In addition to secretly helping DAVENPORT negotiate against
Valeant in exchange for the promise of a kickback from DAVENPORT, TANNER took
other actions to benefit Philidor and DAVENPORT personally, and against the
direction of his supervisors at Valeant.
For example, TANNER’s supervisors directed him to identify other
pharmacies that Valeant could use to distribute its drugs, in order to minimize
the risks of overreliance on Philidor.
TANNER deceived his supervisors into believing that he was pursuing
their direction in good faith when, in fact, he lied about participating in
meetings and doing due diligence on potential competitors to Philidor. In addition, TANNER helped Philidor and
DAVENPORT secure favorable payment terms.
In order to keep their scheme hidden from Valeant, TANNER
often used a Philidor email account that TANNER maintained in the name of
“Brian Wilson” to communicate with DAVENPORT.
TANNER also pretended to be Brian Wilson in at least one meeting that he
and DAVENPORT participated in on behalf of Philidor.

————

**Work request A**
Based on the excerpt about TANNER and Philidor, decide whether each statement agrees with it. Answer yes or no, and quote the exact words that decide it.
(i) TANNER's supervisors told him to find other pharmacies so that Valeant would depend less on Philidor.
(ii) TANNER used a Valeant email account under the name "Brian Wilson."
(iii) TANNER helped Valeant get favorable payment terms.
**Work request B**
Write out the part of the excerpt about TANNER that starts with "For example, TANNER’s" and goes through "overreliance on Philidor.", word for word.

————

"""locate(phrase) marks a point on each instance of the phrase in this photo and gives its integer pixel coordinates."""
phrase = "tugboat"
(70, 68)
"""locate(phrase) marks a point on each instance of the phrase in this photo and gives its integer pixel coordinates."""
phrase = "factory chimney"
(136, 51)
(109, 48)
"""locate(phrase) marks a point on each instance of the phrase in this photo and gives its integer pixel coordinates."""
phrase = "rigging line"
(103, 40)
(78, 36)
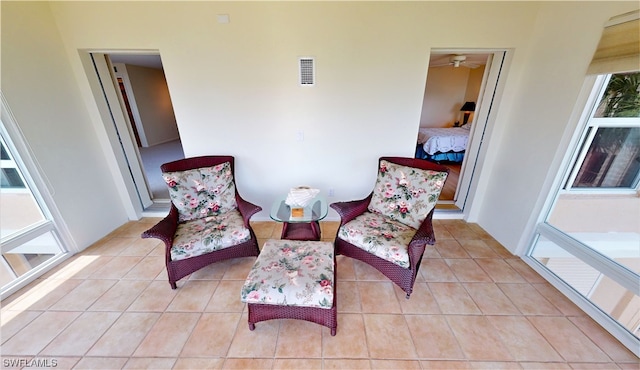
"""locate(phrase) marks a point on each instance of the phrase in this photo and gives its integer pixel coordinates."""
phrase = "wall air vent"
(307, 71)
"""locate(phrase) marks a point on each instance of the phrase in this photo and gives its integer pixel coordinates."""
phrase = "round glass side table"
(300, 224)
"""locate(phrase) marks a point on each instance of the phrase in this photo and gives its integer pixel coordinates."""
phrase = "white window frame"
(42, 191)
(572, 159)
(588, 131)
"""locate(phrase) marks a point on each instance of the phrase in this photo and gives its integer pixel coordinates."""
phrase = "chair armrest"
(423, 237)
(165, 229)
(247, 209)
(351, 209)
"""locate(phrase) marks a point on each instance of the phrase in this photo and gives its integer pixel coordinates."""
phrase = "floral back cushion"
(202, 192)
(406, 194)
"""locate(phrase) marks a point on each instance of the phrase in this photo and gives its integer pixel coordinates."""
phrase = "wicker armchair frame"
(403, 277)
(166, 228)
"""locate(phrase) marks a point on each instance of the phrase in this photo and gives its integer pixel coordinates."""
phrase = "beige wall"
(234, 91)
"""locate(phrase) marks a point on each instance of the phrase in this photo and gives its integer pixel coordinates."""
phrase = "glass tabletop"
(315, 211)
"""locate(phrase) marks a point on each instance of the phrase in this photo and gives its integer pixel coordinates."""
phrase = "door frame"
(122, 125)
(491, 89)
(128, 174)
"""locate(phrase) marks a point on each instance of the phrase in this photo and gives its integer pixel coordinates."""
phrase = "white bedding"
(450, 139)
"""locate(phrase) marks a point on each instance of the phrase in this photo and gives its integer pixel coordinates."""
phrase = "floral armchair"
(390, 228)
(208, 220)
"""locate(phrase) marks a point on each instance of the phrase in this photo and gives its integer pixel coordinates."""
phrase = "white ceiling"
(445, 58)
(141, 60)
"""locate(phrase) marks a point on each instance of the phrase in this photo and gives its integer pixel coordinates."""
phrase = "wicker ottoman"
(293, 279)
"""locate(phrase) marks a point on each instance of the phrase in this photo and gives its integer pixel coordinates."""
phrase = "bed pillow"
(406, 194)
(202, 192)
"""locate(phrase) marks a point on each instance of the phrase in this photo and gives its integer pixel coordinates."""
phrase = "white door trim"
(120, 135)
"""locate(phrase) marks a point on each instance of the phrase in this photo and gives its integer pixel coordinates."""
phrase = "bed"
(441, 144)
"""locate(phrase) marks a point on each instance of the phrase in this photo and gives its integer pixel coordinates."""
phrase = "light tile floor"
(475, 306)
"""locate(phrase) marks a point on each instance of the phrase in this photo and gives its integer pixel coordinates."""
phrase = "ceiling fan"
(455, 60)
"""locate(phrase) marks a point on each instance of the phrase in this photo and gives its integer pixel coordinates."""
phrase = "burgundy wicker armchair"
(390, 228)
(208, 220)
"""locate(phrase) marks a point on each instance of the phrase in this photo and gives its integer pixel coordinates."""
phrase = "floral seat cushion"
(292, 273)
(406, 194)
(208, 234)
(202, 192)
(380, 236)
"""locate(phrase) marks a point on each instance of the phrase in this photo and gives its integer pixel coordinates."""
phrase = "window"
(587, 242)
(31, 238)
(9, 175)
(609, 157)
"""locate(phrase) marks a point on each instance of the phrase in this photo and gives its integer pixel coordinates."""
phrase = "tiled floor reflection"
(474, 306)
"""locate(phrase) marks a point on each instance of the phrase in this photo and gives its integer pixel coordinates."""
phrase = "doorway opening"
(143, 116)
(459, 94)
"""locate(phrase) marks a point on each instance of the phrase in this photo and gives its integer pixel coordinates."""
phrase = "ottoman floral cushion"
(406, 194)
(208, 234)
(202, 192)
(380, 236)
(292, 273)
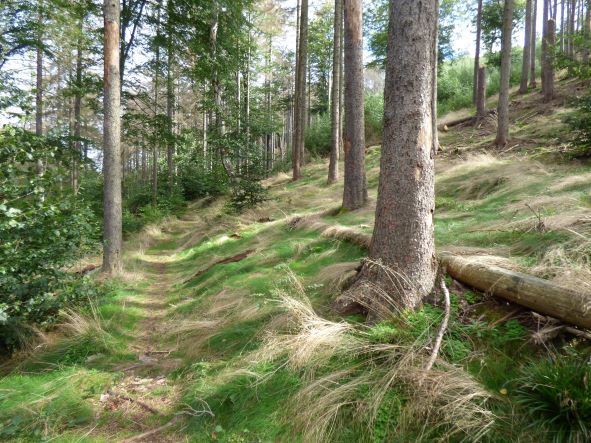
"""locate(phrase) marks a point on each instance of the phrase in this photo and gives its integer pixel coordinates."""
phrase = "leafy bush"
(557, 394)
(43, 230)
(246, 194)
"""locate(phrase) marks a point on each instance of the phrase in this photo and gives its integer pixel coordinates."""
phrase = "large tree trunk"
(586, 33)
(532, 61)
(544, 41)
(562, 26)
(155, 147)
(333, 167)
(402, 261)
(526, 49)
(39, 83)
(477, 54)
(112, 142)
(77, 112)
(268, 80)
(355, 188)
(300, 105)
(549, 62)
(503, 106)
(481, 95)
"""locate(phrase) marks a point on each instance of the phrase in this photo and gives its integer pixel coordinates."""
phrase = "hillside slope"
(221, 328)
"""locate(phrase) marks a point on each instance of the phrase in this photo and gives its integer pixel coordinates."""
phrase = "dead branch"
(442, 327)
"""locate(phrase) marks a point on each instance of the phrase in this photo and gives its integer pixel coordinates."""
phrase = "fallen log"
(535, 293)
(540, 295)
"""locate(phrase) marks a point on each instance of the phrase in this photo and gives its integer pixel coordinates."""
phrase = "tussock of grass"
(443, 402)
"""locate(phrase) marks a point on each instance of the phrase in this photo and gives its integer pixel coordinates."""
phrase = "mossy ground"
(177, 330)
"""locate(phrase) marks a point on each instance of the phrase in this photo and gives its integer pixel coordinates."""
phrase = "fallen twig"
(152, 431)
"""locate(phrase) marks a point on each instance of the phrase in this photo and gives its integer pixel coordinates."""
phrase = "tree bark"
(300, 105)
(402, 251)
(544, 41)
(549, 63)
(477, 54)
(333, 167)
(481, 95)
(537, 294)
(39, 83)
(155, 147)
(562, 26)
(355, 187)
(526, 49)
(586, 33)
(503, 105)
(532, 61)
(112, 141)
(170, 147)
(77, 112)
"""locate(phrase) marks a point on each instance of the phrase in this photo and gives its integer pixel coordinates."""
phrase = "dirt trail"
(145, 394)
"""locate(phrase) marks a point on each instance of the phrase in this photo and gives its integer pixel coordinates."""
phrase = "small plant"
(557, 395)
(580, 124)
(246, 194)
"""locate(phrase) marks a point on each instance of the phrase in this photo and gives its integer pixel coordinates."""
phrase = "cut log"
(535, 293)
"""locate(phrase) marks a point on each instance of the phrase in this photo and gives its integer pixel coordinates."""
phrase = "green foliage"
(43, 230)
(492, 25)
(556, 394)
(318, 135)
(33, 406)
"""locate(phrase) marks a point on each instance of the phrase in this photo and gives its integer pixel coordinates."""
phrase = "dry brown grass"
(446, 398)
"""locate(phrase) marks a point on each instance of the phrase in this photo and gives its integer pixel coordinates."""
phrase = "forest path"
(146, 394)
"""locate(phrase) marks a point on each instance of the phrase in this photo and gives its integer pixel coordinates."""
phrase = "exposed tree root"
(223, 261)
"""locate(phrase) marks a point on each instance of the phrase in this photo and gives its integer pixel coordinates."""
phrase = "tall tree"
(155, 147)
(333, 167)
(477, 52)
(300, 92)
(503, 105)
(544, 58)
(112, 236)
(170, 147)
(402, 252)
(355, 187)
(526, 48)
(532, 58)
(548, 86)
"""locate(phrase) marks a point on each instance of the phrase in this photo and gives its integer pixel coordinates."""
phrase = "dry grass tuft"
(310, 339)
(446, 400)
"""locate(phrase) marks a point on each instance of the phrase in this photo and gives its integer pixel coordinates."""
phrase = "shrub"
(557, 395)
(246, 194)
(580, 123)
(43, 230)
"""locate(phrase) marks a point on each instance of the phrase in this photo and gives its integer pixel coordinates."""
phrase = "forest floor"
(220, 329)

————

**Response A**
(i) Yes: "TANNER’s supervisors directed him to identify other pharmacies that Valeant could use to distribute its drugs, in order to minimize the risks of overreliance on Philidor."
(ii) No: "TANNER often used a Philidor email account that TANNER maintained in the name of “Brian Wilson”"
(iii) No: "TANNER helped Philidor and DAVENPORT secure favorable payment terms."

**Response B**
For example, TANNER’s supervisors directed him to identify other
pharmacies that Valeant could use to distribute its drugs, in order to minimize
the risks of overreliance on Philidor.